**Task brief**
Return only the number of lines in the records below where the string "ceiling" shows up.

*** Record extracts ***

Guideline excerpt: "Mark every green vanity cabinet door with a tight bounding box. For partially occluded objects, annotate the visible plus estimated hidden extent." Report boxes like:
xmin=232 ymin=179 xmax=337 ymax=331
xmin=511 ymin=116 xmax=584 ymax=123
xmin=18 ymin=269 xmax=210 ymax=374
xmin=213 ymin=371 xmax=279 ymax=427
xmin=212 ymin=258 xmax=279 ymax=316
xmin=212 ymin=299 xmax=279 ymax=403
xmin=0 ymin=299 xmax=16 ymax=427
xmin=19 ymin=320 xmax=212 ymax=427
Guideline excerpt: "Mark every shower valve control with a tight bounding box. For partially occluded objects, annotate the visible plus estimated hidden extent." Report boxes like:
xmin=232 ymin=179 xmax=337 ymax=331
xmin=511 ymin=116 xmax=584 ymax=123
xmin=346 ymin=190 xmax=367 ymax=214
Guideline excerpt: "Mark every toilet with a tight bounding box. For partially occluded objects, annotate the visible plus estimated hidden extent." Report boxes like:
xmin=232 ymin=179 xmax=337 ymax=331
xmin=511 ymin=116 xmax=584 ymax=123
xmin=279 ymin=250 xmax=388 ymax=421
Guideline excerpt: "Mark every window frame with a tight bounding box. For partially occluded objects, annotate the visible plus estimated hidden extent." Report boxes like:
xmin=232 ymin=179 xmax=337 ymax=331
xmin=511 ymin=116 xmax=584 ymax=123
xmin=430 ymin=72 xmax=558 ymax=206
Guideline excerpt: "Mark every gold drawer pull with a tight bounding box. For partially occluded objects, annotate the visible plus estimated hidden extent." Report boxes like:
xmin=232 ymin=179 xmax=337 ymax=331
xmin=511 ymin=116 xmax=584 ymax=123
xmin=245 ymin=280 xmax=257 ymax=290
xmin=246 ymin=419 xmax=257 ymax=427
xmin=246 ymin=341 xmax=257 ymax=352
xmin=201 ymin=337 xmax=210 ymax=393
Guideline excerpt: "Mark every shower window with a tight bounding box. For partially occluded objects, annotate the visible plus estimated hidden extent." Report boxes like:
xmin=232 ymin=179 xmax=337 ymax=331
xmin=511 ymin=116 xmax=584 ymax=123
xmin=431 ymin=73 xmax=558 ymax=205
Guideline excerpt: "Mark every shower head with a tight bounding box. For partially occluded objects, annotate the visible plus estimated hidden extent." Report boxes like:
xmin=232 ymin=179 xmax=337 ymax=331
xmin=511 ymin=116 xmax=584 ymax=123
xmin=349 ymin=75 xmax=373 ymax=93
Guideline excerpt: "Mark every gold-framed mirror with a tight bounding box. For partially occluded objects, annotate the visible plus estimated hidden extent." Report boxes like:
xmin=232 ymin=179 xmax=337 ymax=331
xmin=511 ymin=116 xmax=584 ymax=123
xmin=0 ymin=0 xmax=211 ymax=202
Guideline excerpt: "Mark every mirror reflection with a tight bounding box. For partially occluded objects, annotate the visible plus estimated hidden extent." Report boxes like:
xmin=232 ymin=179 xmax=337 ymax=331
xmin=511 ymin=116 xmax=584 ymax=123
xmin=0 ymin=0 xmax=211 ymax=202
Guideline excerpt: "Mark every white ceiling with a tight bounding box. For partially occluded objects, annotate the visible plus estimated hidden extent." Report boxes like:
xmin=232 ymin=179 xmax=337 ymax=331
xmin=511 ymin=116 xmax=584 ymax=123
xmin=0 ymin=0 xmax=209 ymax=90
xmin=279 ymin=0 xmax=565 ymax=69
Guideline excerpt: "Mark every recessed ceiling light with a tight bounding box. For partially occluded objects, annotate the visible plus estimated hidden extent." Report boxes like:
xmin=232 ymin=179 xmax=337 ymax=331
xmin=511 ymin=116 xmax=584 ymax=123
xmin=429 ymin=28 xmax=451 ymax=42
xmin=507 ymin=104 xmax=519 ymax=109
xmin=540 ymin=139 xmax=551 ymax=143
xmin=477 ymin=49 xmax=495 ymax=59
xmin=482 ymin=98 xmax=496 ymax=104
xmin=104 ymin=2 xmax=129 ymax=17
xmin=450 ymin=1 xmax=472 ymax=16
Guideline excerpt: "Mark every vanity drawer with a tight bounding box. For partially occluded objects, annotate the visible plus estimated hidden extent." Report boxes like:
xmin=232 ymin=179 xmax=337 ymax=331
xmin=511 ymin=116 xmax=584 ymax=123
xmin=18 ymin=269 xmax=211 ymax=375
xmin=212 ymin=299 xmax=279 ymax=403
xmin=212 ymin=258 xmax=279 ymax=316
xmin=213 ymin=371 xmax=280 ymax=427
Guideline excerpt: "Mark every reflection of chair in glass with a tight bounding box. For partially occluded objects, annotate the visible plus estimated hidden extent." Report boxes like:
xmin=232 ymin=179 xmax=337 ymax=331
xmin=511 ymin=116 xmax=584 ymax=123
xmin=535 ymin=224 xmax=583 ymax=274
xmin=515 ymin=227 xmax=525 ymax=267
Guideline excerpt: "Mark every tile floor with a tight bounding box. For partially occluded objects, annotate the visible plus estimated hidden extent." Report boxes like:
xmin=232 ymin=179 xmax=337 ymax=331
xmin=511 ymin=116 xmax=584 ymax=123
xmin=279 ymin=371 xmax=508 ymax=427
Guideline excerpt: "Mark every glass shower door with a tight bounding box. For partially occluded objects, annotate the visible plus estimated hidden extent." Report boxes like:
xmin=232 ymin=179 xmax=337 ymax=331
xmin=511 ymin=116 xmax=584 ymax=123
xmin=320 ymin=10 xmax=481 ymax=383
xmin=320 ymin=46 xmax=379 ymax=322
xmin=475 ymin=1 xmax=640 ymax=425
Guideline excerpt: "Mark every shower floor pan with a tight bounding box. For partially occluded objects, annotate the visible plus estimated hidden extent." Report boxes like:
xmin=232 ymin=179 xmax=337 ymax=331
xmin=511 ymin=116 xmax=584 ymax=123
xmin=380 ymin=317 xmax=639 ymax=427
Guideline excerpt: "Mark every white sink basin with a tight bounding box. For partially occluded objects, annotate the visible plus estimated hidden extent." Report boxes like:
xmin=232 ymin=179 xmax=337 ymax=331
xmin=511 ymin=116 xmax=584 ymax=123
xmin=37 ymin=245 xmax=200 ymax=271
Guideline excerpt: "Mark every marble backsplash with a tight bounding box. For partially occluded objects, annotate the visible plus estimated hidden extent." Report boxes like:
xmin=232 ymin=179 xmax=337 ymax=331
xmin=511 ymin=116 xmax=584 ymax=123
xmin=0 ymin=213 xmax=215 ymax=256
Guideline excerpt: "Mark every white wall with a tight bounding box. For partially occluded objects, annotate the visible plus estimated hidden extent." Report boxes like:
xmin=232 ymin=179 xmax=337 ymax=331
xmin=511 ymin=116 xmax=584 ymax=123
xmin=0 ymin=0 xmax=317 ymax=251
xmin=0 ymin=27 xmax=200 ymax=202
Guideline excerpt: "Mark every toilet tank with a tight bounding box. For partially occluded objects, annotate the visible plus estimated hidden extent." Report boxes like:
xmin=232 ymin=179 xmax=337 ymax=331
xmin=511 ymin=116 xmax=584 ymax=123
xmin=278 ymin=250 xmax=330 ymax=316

*** End of Record extracts ***

**Solution**
2